TO-DO LIST ▸
**A.** In the Joseph Chot biography, shorten the paragraph beginning "He taught history at state secondary schools" into a brief list that keeps its main facts.
**B.** Reproduce the Joseph Chot biography word for word from "Joseph Chot (1871–1952)" to "doctorate in 1894.".
**C.** Extend the Joseph Chot biography, picking up right after its final sentence.

TEXT PASSAGE ▸
──────────

= Joseph Chot =

Belgian author and educator

Joseph Chot (1871–1952) was a Belgian author and educator, particularly known for gathering testimony of German atrocities during the First World War in Belgium. He was also active in the Walloon Movement.

==Life==
Chot was born in Virton on 2 July 1871 and educated at the state secondary school in Tongeren. He studied history at the University of Liège, obtaining a doctorate in 1894.

He taught history at state secondary schools in Tienen (1899–1904) and Thuin (1904–1908) before briefly serving in the ministry of Science and Arts (1908–1912). He went on to teach at state secondary schools in Ixelles and Brussels until appointed an inspector of middle schools in 1920.

──────────

PROVIDED DATA ▸

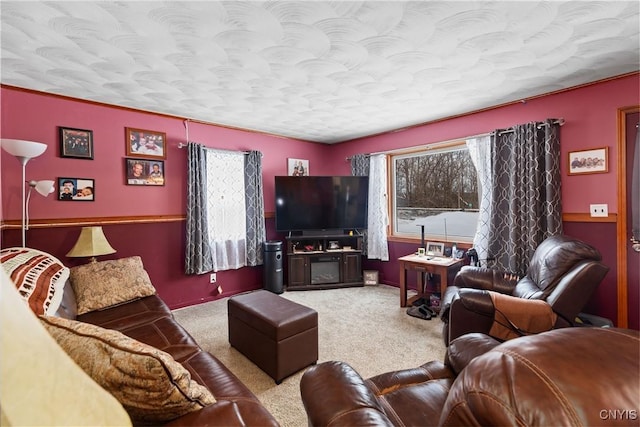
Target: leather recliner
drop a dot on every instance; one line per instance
(571, 376)
(562, 275)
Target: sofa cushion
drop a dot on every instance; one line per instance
(38, 276)
(103, 284)
(68, 306)
(149, 383)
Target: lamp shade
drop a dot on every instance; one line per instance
(23, 149)
(91, 243)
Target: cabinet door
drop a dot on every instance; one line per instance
(298, 270)
(351, 270)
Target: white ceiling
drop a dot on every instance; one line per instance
(324, 71)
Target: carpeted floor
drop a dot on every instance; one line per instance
(363, 326)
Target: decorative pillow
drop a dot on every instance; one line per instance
(103, 284)
(149, 383)
(38, 276)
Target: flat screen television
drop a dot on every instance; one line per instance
(331, 204)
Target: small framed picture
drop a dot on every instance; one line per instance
(435, 249)
(297, 167)
(145, 143)
(76, 143)
(595, 160)
(76, 189)
(144, 172)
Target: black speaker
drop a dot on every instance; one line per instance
(273, 271)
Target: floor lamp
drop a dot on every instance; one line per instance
(25, 151)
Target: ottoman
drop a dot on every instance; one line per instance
(278, 335)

──────────

RESULTS FOR EACH TASK ▸
**A.**
- 1899–1904: taught history at a state secondary school in Tienen
- 1904–1908: taught history at a state secondary school in Thuin
- 1908–1912: served in the ministry of Science and Arts
- Until 1920: taught at state secondary schools in Ixelles and Brussels
- 1920: appointed inspector of middle schools

**B.**
Joseph Chot (1871–1952) was a Belgian author and educator, particularly known for gathering testimony of German atrocities during the First World War in Belgium. He was also active in the Walloon Movement.

==Life==
Chot was born in Virton on 2 July 1871 and educated at the state secondary school in Tongeren. He studied history at the University of Liège, obtaining a doctorate in 1894.

**C.**
Throughout his adult life, Chot wrote for numerous French-language Belgian reviews and periodicals, and published several books, both fiction and non-fiction, including school textbooks in history and geography. He was a promoter of a distinctively Walloon cultural and historical identity. Besides writing and teaching, he was also involved in inventorising art and monuments for the heritage committee of the Province of Namur (Commission du Patrimoine artistique de la province de Namur).

He died at Olloy-sur-Viroin on 1 December 1952.

==Works==
===Non-fiction===
- Histoire littéraire de l'abbaye de Saint-Trond de son origine au XIIIe siècle (1899)
- L'Évolution de l'art littéraire français en Belgique (1902)
- Histoire de la Renaissance artistique en Italie (1903)
- Histoire des villes de l'Italie du Nord au moyen-âge (1904)
- with René Dethier, Histoire des lettres françaises en Belgique (1910)
- Pendant la tourmente (1918)
- Dinant cité martyre (1919)
- Furie allemande dans l’Entre Sambre-et-Meuse (1919)
- Scaldes et vikings d'Islande (1937)
- De la défaite à la victoire (1949)

===Fiction===
- Légendes et nouvelles de l'Entre-Sambre-&-Meuse (1897)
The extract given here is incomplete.